GIVEN PROBLEM: Copy out everything in the data from the line containing "the shoulder-length hair" down to the end of the data, requests included, and increase every coordinate value in the answers by 139.

___ DATA TO USE ___

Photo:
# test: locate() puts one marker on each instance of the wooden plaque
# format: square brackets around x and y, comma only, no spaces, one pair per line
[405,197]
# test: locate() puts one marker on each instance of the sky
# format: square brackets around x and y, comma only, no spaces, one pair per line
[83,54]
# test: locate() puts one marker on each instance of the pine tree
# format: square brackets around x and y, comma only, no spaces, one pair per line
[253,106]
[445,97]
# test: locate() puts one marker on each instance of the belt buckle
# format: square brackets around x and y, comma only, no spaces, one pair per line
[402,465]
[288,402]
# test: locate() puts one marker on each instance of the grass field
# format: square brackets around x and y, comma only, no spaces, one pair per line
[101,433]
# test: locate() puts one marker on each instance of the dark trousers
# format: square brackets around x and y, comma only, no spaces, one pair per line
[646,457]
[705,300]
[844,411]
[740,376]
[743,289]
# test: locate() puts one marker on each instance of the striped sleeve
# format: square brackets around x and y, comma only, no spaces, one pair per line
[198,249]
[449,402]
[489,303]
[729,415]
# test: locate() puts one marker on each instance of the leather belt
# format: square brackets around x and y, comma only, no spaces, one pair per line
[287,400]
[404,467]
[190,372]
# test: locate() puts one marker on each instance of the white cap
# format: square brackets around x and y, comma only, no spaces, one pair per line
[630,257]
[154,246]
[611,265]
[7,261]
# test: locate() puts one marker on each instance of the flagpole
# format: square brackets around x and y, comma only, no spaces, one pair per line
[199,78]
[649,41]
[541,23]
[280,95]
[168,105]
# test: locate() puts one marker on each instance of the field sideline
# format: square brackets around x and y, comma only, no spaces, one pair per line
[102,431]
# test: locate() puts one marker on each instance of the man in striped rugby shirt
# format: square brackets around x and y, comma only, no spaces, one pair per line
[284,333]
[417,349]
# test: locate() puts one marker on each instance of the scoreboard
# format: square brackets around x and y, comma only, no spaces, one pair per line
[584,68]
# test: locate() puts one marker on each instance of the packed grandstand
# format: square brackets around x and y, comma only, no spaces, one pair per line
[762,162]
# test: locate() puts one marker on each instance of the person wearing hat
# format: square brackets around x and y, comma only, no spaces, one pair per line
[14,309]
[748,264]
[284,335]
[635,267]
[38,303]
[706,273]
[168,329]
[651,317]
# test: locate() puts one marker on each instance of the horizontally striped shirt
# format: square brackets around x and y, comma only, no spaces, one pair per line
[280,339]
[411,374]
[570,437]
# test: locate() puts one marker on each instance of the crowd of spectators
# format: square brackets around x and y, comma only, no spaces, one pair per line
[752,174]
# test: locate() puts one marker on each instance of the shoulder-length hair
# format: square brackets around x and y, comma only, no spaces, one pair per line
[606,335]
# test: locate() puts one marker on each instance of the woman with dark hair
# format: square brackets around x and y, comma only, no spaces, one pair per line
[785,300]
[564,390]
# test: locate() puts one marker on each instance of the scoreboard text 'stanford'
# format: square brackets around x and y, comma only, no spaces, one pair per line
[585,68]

___

ANSWER TO THIS EXERCISE:
# test: locate() puts one marker on each instance of the shoulder-length hair
# format: square brackets around x and y, comma only, no spaces, one pair per line
[745,474]
# test: locate() puts one marker on each instance of the woman with dark hair
# format: square brackets around x and y, comma only, no spaces, one pair per line
[924,439]
[703,529]
# test: locate() puts one marker on each instance of the scoreboard text 'stanford'
# format: square brackets around x and y, comma only, no spaces, one pair per line
[724,207]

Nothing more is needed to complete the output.